WHAT TO WORK ON — Your answer should be a single number: the count of lines in the entries below that contain "open".

Records drawn from a dataset
* * * *

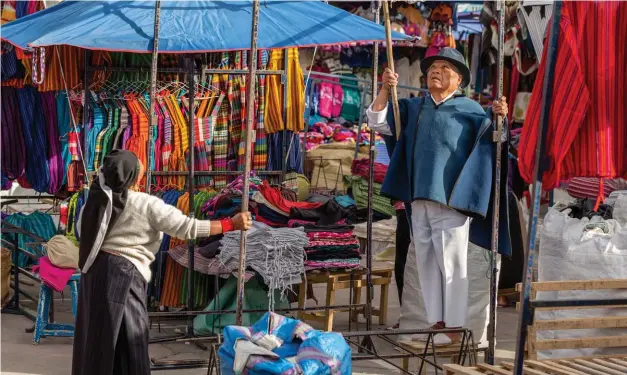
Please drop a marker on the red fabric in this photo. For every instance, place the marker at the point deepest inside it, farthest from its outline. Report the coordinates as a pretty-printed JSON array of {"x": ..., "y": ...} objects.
[
  {"x": 588, "y": 119},
  {"x": 227, "y": 225},
  {"x": 274, "y": 197}
]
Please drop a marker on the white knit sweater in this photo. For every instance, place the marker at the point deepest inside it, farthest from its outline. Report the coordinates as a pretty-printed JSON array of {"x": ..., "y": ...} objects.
[{"x": 138, "y": 231}]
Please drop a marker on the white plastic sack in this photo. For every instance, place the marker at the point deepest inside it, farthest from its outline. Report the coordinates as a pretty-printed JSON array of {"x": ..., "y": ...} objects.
[
  {"x": 413, "y": 314},
  {"x": 569, "y": 251}
]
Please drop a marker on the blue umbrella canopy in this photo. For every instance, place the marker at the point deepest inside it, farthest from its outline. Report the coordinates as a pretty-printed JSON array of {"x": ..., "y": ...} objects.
[{"x": 190, "y": 26}]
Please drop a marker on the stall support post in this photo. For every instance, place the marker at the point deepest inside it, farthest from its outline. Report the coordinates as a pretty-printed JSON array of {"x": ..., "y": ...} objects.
[
  {"x": 85, "y": 146},
  {"x": 525, "y": 314},
  {"x": 367, "y": 342},
  {"x": 310, "y": 90},
  {"x": 496, "y": 199},
  {"x": 284, "y": 83},
  {"x": 153, "y": 88},
  {"x": 250, "y": 101},
  {"x": 190, "y": 191},
  {"x": 362, "y": 106}
]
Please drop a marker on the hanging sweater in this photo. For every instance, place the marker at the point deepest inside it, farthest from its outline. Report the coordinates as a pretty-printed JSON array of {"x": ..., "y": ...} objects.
[{"x": 138, "y": 232}]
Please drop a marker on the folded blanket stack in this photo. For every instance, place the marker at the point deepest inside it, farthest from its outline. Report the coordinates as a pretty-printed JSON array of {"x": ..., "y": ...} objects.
[{"x": 331, "y": 247}]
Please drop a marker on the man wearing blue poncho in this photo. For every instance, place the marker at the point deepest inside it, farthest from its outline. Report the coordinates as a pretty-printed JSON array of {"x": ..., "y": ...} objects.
[{"x": 442, "y": 167}]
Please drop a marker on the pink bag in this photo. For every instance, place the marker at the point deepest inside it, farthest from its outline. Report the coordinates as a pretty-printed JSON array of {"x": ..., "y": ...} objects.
[{"x": 53, "y": 276}]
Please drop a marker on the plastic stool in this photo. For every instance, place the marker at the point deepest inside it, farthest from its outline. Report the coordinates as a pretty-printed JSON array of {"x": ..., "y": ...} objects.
[{"x": 43, "y": 327}]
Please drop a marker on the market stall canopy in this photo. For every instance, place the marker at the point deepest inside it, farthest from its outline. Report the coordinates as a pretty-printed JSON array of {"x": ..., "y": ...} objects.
[{"x": 190, "y": 26}]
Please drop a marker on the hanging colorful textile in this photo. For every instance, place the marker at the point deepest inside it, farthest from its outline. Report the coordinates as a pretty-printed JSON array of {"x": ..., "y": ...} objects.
[
  {"x": 35, "y": 139},
  {"x": 13, "y": 151},
  {"x": 55, "y": 158},
  {"x": 260, "y": 158},
  {"x": 587, "y": 134},
  {"x": 69, "y": 67},
  {"x": 274, "y": 93},
  {"x": 64, "y": 126}
]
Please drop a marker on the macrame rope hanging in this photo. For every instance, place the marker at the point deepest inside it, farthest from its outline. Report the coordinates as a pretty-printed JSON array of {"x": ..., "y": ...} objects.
[{"x": 276, "y": 254}]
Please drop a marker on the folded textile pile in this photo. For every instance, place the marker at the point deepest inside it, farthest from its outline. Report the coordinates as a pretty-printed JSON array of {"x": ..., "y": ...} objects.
[
  {"x": 361, "y": 168},
  {"x": 359, "y": 189},
  {"x": 331, "y": 246},
  {"x": 272, "y": 206},
  {"x": 276, "y": 254}
]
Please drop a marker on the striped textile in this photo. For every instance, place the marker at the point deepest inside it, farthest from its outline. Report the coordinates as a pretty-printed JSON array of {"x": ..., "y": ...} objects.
[
  {"x": 97, "y": 122},
  {"x": 71, "y": 64},
  {"x": 56, "y": 165},
  {"x": 221, "y": 136},
  {"x": 587, "y": 134},
  {"x": 260, "y": 157},
  {"x": 295, "y": 98},
  {"x": 13, "y": 152},
  {"x": 35, "y": 138}
]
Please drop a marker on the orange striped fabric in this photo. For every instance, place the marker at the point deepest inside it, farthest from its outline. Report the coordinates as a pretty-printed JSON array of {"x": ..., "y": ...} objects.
[
  {"x": 71, "y": 63},
  {"x": 273, "y": 120}
]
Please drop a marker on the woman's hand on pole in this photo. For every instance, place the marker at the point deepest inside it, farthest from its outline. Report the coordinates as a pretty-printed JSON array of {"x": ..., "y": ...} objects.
[
  {"x": 389, "y": 80},
  {"x": 243, "y": 221},
  {"x": 500, "y": 107}
]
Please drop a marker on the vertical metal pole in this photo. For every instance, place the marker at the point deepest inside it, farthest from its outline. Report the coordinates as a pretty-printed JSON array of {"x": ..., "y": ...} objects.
[
  {"x": 85, "y": 145},
  {"x": 310, "y": 91},
  {"x": 368, "y": 343},
  {"x": 190, "y": 190},
  {"x": 525, "y": 313},
  {"x": 285, "y": 81},
  {"x": 390, "y": 55},
  {"x": 496, "y": 199},
  {"x": 152, "y": 118},
  {"x": 362, "y": 105},
  {"x": 250, "y": 100}
]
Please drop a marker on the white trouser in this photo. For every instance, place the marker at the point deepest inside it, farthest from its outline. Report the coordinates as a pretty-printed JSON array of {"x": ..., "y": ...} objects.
[{"x": 440, "y": 236}]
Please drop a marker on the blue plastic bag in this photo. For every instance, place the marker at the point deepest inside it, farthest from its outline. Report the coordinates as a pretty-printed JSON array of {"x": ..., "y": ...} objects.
[{"x": 297, "y": 349}]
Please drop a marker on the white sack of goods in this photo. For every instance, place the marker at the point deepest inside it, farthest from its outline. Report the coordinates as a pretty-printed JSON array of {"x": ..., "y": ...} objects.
[{"x": 583, "y": 249}]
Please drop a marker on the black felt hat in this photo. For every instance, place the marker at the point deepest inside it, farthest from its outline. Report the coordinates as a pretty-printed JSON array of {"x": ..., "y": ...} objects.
[{"x": 454, "y": 57}]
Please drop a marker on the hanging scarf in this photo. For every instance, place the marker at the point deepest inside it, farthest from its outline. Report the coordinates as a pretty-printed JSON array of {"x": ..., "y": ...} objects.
[
  {"x": 13, "y": 150},
  {"x": 55, "y": 157},
  {"x": 105, "y": 203}
]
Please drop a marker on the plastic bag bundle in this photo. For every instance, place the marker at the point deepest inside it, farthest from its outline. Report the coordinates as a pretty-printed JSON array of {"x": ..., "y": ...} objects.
[{"x": 280, "y": 345}]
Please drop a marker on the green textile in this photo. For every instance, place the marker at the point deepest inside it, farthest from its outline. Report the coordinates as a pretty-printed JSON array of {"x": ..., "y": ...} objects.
[
  {"x": 359, "y": 187},
  {"x": 255, "y": 297}
]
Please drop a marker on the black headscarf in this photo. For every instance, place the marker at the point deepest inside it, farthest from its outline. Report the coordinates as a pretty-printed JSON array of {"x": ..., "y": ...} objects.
[{"x": 118, "y": 173}]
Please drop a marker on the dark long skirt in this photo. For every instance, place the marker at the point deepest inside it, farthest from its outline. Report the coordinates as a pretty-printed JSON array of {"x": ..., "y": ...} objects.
[{"x": 111, "y": 336}]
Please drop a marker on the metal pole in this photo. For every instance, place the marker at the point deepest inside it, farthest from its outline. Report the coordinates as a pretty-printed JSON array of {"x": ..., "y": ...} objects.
[
  {"x": 250, "y": 100},
  {"x": 525, "y": 313},
  {"x": 85, "y": 145},
  {"x": 153, "y": 88},
  {"x": 390, "y": 54},
  {"x": 496, "y": 199},
  {"x": 284, "y": 82},
  {"x": 190, "y": 191},
  {"x": 368, "y": 343}
]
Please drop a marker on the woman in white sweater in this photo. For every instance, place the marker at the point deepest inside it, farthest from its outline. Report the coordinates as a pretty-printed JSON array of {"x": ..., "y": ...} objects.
[{"x": 121, "y": 231}]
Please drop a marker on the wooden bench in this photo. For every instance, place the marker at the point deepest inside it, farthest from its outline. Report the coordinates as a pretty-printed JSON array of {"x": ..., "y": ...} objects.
[
  {"x": 380, "y": 277},
  {"x": 604, "y": 365},
  {"x": 450, "y": 352},
  {"x": 334, "y": 280},
  {"x": 596, "y": 322}
]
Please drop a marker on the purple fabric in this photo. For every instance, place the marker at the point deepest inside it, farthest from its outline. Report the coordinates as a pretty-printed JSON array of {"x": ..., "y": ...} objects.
[
  {"x": 55, "y": 158},
  {"x": 13, "y": 150}
]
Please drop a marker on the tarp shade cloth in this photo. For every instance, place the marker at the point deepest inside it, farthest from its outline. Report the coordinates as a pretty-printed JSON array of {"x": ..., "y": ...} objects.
[{"x": 190, "y": 26}]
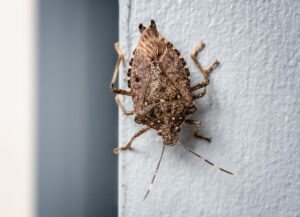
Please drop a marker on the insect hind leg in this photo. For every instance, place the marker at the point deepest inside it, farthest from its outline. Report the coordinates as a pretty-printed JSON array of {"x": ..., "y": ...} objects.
[
  {"x": 205, "y": 72},
  {"x": 116, "y": 71}
]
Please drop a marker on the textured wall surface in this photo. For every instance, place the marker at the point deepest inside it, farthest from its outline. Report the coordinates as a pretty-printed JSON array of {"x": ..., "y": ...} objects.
[{"x": 251, "y": 110}]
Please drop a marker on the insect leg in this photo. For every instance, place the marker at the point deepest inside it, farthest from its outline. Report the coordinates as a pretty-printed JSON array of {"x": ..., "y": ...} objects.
[
  {"x": 198, "y": 124},
  {"x": 116, "y": 71},
  {"x": 205, "y": 72},
  {"x": 128, "y": 145},
  {"x": 206, "y": 160},
  {"x": 119, "y": 103}
]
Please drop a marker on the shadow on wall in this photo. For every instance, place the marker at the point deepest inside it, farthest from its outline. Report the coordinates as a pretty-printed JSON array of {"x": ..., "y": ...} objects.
[{"x": 77, "y": 120}]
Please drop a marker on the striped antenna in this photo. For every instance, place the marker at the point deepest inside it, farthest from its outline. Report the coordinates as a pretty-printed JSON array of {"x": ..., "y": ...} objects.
[
  {"x": 155, "y": 173},
  {"x": 206, "y": 160}
]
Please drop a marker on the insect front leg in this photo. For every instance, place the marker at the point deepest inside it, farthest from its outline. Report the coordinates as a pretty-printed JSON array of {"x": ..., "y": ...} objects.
[
  {"x": 124, "y": 110},
  {"x": 198, "y": 124},
  {"x": 116, "y": 71},
  {"x": 205, "y": 72},
  {"x": 128, "y": 145}
]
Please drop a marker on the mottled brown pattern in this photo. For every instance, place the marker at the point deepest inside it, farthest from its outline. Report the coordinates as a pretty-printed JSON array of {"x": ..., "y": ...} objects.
[{"x": 160, "y": 85}]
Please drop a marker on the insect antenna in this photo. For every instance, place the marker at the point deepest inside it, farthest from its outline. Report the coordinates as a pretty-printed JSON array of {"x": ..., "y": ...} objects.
[
  {"x": 206, "y": 160},
  {"x": 155, "y": 173}
]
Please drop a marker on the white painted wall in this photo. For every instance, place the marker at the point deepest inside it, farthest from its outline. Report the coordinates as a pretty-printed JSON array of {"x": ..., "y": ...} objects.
[
  {"x": 17, "y": 107},
  {"x": 251, "y": 110}
]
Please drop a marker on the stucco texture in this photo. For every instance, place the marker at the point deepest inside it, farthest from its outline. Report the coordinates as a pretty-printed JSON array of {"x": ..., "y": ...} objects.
[{"x": 251, "y": 110}]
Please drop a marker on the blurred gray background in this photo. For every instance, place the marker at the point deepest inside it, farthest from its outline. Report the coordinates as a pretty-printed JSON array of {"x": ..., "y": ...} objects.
[{"x": 77, "y": 117}]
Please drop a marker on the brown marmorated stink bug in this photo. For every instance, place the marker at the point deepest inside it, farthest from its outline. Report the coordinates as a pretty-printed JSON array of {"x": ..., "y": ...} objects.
[{"x": 159, "y": 84}]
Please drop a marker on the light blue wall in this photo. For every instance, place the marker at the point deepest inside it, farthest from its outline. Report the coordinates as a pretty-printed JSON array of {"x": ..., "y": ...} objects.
[{"x": 77, "y": 120}]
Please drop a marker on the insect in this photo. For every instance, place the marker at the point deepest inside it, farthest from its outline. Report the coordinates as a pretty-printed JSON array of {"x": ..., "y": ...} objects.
[{"x": 159, "y": 84}]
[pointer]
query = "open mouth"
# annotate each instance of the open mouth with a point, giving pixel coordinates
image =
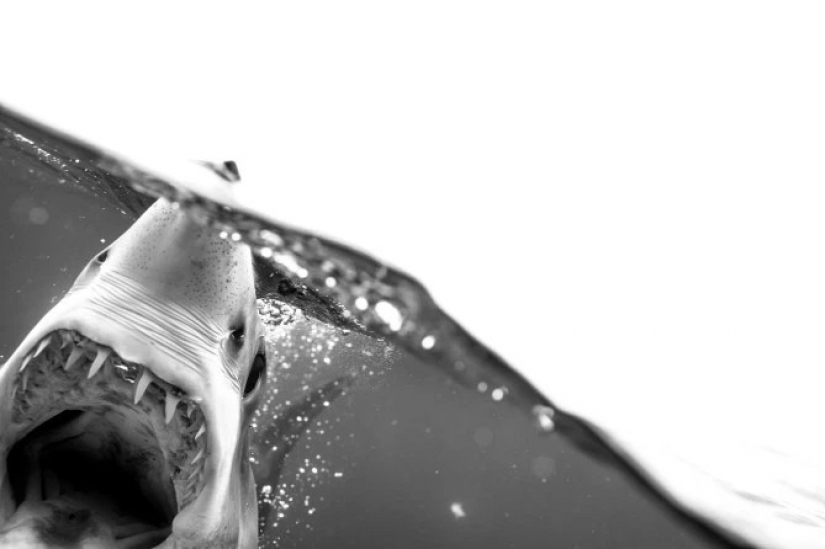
(101, 442)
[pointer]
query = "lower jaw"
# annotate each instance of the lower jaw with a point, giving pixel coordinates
(78, 518)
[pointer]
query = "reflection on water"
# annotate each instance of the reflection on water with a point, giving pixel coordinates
(384, 424)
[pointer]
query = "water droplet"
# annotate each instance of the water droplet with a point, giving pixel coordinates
(544, 416)
(390, 314)
(457, 510)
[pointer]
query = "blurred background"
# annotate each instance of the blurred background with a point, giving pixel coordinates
(624, 200)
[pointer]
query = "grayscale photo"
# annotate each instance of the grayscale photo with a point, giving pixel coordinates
(423, 275)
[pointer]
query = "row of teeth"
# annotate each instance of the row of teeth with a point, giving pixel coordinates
(135, 374)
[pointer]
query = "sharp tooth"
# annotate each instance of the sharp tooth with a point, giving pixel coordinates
(142, 384)
(76, 353)
(171, 406)
(102, 354)
(43, 344)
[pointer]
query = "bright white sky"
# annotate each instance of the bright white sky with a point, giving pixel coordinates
(624, 199)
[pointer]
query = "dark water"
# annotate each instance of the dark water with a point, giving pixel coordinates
(385, 425)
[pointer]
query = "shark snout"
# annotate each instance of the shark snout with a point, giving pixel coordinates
(173, 303)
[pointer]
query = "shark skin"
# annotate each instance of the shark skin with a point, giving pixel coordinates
(162, 336)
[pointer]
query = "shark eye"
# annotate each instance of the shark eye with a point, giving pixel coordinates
(237, 335)
(256, 373)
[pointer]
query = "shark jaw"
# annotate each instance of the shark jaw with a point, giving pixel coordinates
(96, 448)
(124, 413)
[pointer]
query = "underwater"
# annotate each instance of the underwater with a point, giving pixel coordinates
(437, 274)
(383, 422)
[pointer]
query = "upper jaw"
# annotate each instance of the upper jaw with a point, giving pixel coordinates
(206, 515)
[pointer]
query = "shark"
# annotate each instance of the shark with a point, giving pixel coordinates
(125, 412)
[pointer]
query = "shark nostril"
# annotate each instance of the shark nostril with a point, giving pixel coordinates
(256, 373)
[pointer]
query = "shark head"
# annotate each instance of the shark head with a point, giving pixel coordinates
(124, 413)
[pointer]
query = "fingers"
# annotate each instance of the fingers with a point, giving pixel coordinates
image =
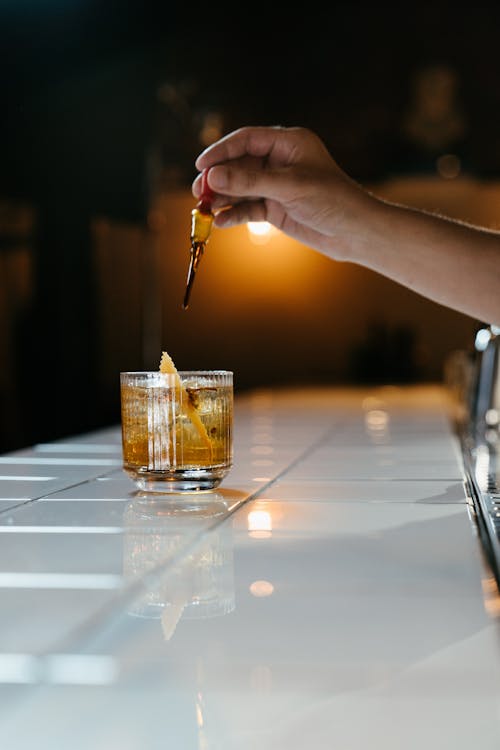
(240, 213)
(255, 141)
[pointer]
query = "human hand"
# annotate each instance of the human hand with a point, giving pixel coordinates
(285, 176)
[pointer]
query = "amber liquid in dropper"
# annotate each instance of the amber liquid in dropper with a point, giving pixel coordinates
(201, 226)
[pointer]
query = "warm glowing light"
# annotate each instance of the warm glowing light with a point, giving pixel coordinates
(376, 419)
(483, 337)
(260, 524)
(260, 232)
(448, 166)
(261, 588)
(372, 402)
(492, 417)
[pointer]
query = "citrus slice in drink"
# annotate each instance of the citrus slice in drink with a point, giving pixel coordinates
(167, 367)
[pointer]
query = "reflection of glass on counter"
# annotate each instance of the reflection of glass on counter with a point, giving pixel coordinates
(182, 553)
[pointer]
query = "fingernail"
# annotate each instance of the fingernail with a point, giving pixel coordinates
(217, 178)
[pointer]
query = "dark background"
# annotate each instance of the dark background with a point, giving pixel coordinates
(102, 104)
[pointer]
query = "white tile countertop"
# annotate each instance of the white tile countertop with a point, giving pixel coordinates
(332, 593)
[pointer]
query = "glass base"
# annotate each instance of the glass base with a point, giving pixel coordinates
(184, 480)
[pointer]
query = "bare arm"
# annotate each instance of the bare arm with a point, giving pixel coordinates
(286, 176)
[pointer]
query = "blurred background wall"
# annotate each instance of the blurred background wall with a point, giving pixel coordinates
(104, 109)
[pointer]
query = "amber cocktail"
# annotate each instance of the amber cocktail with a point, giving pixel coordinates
(177, 431)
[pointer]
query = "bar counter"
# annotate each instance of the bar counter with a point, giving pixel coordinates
(332, 593)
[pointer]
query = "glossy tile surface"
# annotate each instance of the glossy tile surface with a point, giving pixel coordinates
(332, 593)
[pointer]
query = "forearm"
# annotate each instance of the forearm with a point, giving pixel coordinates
(452, 263)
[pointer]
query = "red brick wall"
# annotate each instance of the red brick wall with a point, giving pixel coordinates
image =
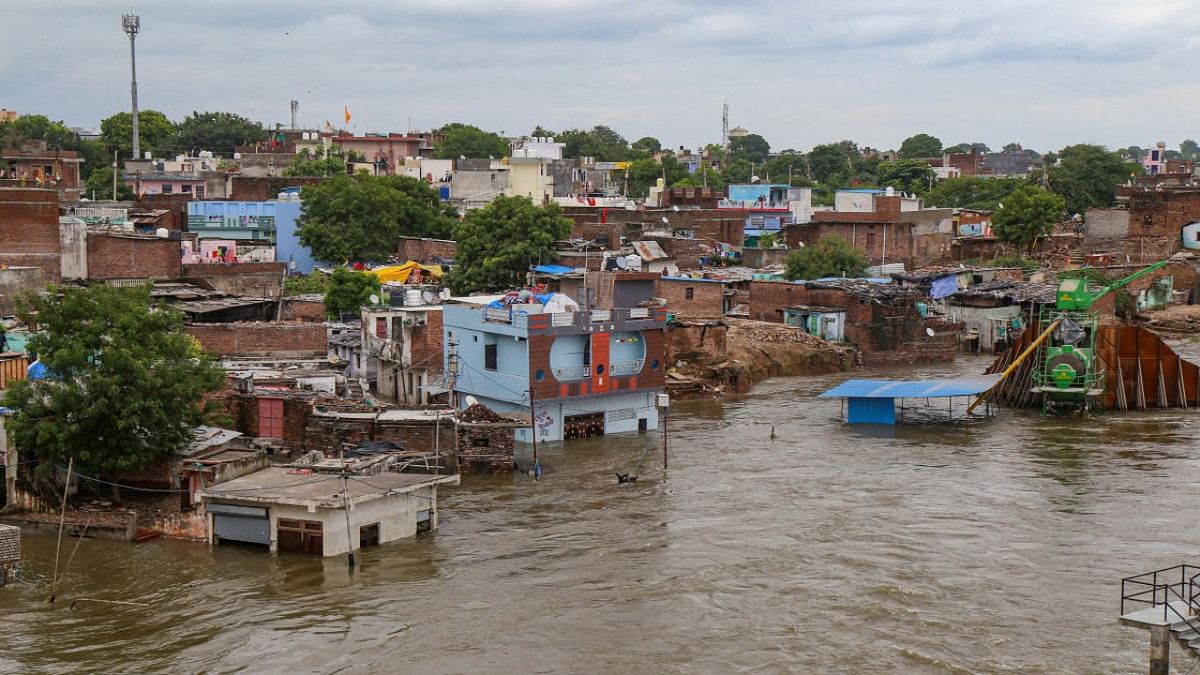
(705, 303)
(261, 280)
(424, 250)
(29, 230)
(261, 338)
(114, 256)
(304, 310)
(261, 189)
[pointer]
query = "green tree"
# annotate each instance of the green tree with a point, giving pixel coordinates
(499, 243)
(155, 132)
(829, 160)
(216, 132)
(831, 256)
(751, 148)
(348, 291)
(647, 144)
(363, 217)
(909, 175)
(466, 141)
(1087, 175)
(126, 383)
(317, 162)
(100, 183)
(921, 145)
(1025, 215)
(972, 192)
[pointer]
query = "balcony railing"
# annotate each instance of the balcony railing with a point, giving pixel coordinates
(618, 369)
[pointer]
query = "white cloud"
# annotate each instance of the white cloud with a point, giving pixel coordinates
(801, 73)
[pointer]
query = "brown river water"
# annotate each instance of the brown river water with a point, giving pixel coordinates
(987, 547)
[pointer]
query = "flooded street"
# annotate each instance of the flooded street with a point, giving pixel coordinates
(985, 547)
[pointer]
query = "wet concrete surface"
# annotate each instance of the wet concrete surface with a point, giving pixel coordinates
(991, 545)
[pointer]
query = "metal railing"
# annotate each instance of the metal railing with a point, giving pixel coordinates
(1162, 587)
(625, 368)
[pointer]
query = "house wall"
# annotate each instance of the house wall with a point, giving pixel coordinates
(706, 302)
(114, 256)
(29, 230)
(257, 280)
(261, 338)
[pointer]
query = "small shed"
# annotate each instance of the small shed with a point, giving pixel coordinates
(874, 401)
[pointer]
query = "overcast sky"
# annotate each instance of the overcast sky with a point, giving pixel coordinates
(1042, 72)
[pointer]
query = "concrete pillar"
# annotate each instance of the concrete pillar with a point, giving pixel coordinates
(1159, 650)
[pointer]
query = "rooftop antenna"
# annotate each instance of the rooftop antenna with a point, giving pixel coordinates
(132, 24)
(725, 124)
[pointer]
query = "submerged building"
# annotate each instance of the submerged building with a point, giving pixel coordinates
(588, 371)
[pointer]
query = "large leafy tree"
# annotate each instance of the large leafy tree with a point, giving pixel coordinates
(156, 133)
(751, 148)
(1025, 215)
(921, 145)
(831, 256)
(499, 243)
(125, 383)
(217, 132)
(348, 291)
(972, 192)
(466, 141)
(363, 217)
(1087, 175)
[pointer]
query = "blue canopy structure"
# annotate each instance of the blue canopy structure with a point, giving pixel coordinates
(873, 401)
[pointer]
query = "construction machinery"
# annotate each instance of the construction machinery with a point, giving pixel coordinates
(1068, 375)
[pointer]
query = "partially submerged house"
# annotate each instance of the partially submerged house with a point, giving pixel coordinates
(304, 511)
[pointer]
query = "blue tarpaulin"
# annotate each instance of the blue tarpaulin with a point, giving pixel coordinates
(943, 287)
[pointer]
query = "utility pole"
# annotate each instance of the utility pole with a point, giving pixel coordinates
(132, 24)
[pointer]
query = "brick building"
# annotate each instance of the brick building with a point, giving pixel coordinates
(261, 338)
(693, 298)
(426, 250)
(125, 255)
(881, 320)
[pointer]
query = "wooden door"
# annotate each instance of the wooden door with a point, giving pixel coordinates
(600, 378)
(270, 418)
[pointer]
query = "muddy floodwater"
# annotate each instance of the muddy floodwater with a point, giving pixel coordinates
(987, 547)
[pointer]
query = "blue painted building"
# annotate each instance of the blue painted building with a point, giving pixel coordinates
(274, 221)
(589, 371)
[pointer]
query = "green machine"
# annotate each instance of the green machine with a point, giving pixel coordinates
(1068, 374)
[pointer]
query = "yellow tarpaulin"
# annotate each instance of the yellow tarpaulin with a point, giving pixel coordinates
(400, 274)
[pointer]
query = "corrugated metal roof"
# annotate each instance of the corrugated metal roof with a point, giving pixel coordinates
(912, 388)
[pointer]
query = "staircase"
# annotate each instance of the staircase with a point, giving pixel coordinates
(1167, 602)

* * * *

FINISHED EXERCISE — 2